**Excerpt provided:**
____________________
I approached the wooden podium and began my first oral argument. There were about 300 students behind me on bleachers, and three justices in front, asking questions of me and my friend on the other side, who represented the People of the State of California. Those justices were Arthur Scotland, the court's presiding justice; (7) Vance Raye, the court's first African--American justice (who would later succeed Scotland as the presiding justice); (8) and Consuelo Callahan, the court's first Latina justice (who would later be appointed to the Ninth Circuit Court of Appeals). (9)
When my client's oral argument finished, I realized that this was the second day of the court's two-day outreach program. The first day, Presiding Justice Scotland had given "an overview of the appellate process to teachers and students studying American government." (10) The second day included a question-and-answer session at which the students were "invited to ask questions about the appellate process and the role of the courts of appeal in our system of government." (11) One question that elicited laughter from the audience and justices alike was how much the justices got paid. If I were a teenager in the audience, I would have probably asked that question, too.
The innovation of this court outreach program was it brought the courtroom to hundreds of students who otherwise would have had almost no opportunity to see how an appellate court functioned. The California Court of Appeal, Third Appellate District is geographically vast, "stretching] over 23 counties... [and] is larger than the combined area of Connecticut, Delaware, New Hampshire, Rhode Island, and vermont." (12) It was not feasible that students would be able to travel to Sacramento from these outlying counties to see justice in action. This innovation received statewide attention when the Third Appellate District was recognized by the administrative arm of the California court system in January 2002 with the Ralph N. Kleps Award for Improvement of the Administration of the Courts. (13)
____________________
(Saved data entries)
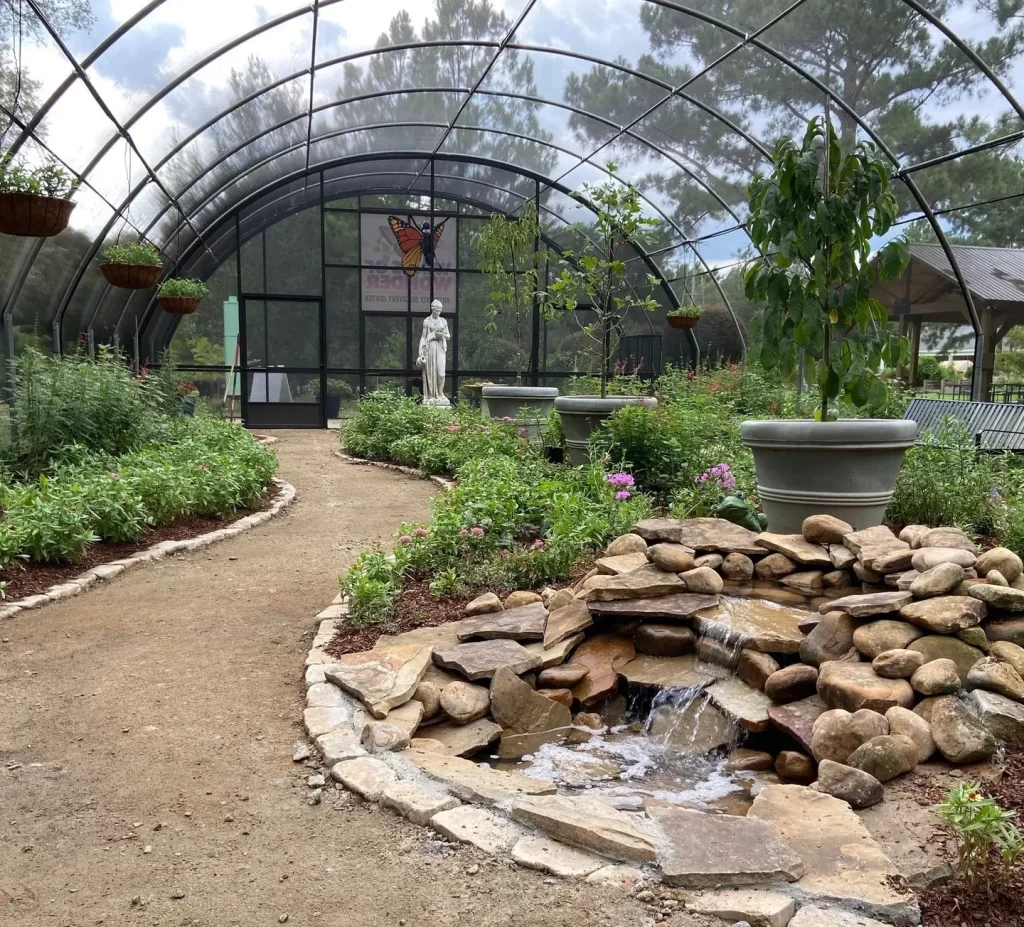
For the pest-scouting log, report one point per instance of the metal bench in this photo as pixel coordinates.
(995, 426)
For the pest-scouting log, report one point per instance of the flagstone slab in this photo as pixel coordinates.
(382, 678)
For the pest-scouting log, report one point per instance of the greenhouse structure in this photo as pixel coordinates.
(326, 167)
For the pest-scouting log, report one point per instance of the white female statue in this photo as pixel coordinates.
(433, 355)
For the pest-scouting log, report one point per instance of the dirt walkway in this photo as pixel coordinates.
(155, 720)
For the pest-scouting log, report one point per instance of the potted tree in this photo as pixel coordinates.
(34, 202)
(180, 296)
(594, 282)
(813, 220)
(134, 266)
(508, 259)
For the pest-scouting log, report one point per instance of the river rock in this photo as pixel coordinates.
(797, 719)
(796, 548)
(626, 544)
(603, 656)
(1001, 716)
(937, 581)
(825, 530)
(837, 733)
(464, 702)
(830, 639)
(940, 646)
(774, 566)
(868, 604)
(483, 604)
(996, 676)
(886, 634)
(755, 668)
(792, 683)
(671, 557)
(589, 824)
(960, 735)
(930, 557)
(897, 664)
(481, 660)
(913, 726)
(1003, 559)
(710, 850)
(382, 678)
(702, 581)
(859, 789)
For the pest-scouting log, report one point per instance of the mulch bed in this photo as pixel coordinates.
(25, 578)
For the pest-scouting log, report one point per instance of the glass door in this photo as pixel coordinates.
(284, 363)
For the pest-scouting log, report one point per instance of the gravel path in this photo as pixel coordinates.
(154, 721)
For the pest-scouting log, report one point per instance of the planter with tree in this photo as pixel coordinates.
(813, 220)
(508, 259)
(594, 292)
(34, 202)
(134, 266)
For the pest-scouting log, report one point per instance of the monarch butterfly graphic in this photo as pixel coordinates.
(416, 244)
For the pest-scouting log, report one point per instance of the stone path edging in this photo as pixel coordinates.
(110, 571)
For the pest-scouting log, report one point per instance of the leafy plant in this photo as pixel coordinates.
(813, 220)
(595, 279)
(980, 826)
(134, 253)
(509, 261)
(183, 288)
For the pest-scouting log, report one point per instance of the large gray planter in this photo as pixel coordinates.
(846, 468)
(529, 406)
(582, 416)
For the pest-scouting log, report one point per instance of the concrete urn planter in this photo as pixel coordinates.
(582, 416)
(529, 406)
(846, 468)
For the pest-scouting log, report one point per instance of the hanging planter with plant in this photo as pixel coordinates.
(180, 296)
(134, 266)
(684, 317)
(34, 203)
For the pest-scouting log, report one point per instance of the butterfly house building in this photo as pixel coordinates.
(327, 167)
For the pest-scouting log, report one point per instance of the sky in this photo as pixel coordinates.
(179, 33)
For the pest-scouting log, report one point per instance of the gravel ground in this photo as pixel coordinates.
(146, 731)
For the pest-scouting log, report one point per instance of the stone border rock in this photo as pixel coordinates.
(103, 572)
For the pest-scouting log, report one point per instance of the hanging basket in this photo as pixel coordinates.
(178, 305)
(30, 215)
(132, 277)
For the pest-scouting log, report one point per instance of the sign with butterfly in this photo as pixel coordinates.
(400, 253)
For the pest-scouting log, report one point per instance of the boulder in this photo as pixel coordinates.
(774, 566)
(960, 735)
(702, 581)
(825, 530)
(830, 639)
(1003, 559)
(945, 614)
(664, 640)
(996, 676)
(897, 664)
(887, 634)
(796, 767)
(737, 566)
(792, 683)
(939, 580)
(938, 677)
(626, 544)
(886, 756)
(671, 557)
(913, 726)
(858, 789)
(483, 604)
(838, 732)
(464, 702)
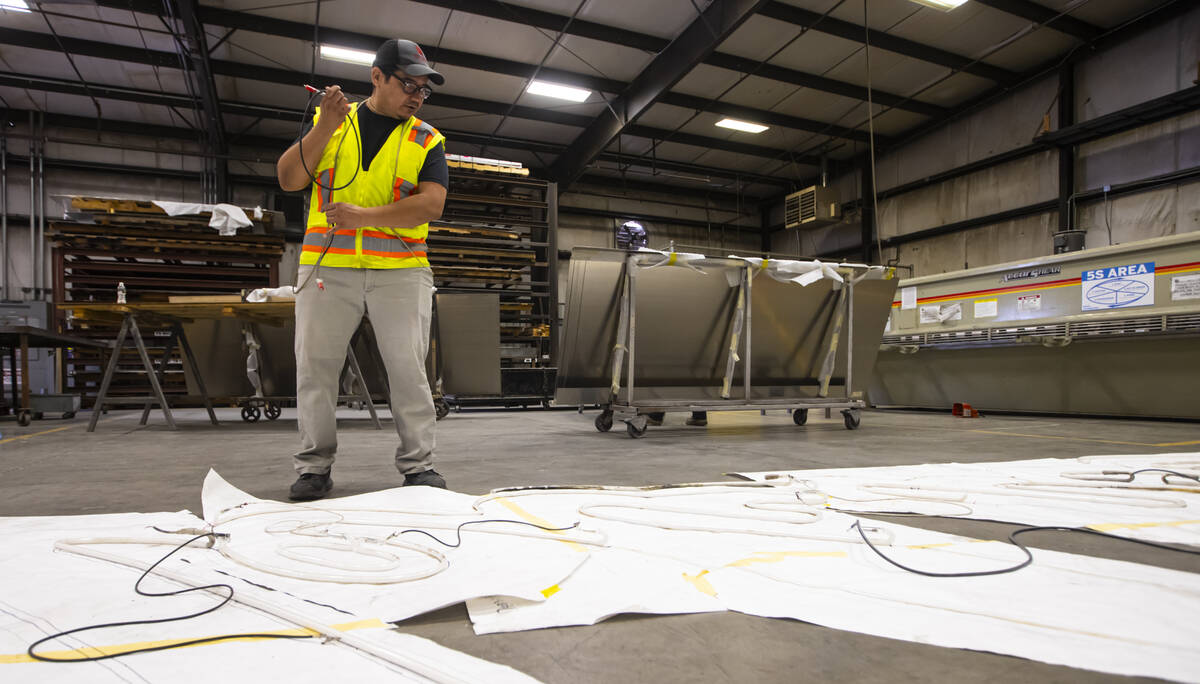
____________________
**Exercise instructions:** Reproduce the entire passage about the appellate court's student outreach program word for word. None of the records are needed for this work.

**The result:**
I approached the wooden podium and began my first oral argument. There were about 300 students behind me on bleachers, and three justices in front, asking questions of me and my friend on the other side, who represented the People of the State of California. Those justices were Arthur Scotland, the court's presiding justice; (7) Vance Raye, the court's first African--American justice (who would later succeed Scotland as the presiding justice); (8) and Consuelo Callahan, the court's first Latina justice (who would later be appointed to the Ninth Circuit Court of Appeals). (9)
When my client's oral argument finished, I realized that this was the second day of the court's two-day outreach program. The first day, Presiding Justice Scotland had given "an overview of the appellate process to teachers and students studying American government." (10) The second day included a question-and-answer session at which the students were "invited to ask questions about the appellate process and the role of the courts of appeal in our system of government." (11) One question that elicited laughter from the audience and justices alike was how much the justices got paid. If I were a teenager in the audience, I would have probably asked that question, too.
The innovation of this court outreach program was it brought the courtroom to hundreds of students who otherwise would have had almost no opportunity to see how an appellate court functioned. The California Court of Appeal, Third Appellate District is geographically vast, "stretching] over 23 counties... [and] is larger than the combined area of Connecticut, Delaware, New Hampshire, Rhode Island, and vermont." (12) It was not feasible that students would be able to travel to Sacramento from these outlying counties to see justice in action. This innovation received statewide attention when the Third Appellate District was recognized by the administrative arm of the California court system in January 2002 with the Ralph N. Kleps Award for Improvement of the Administration of the Courts. (13)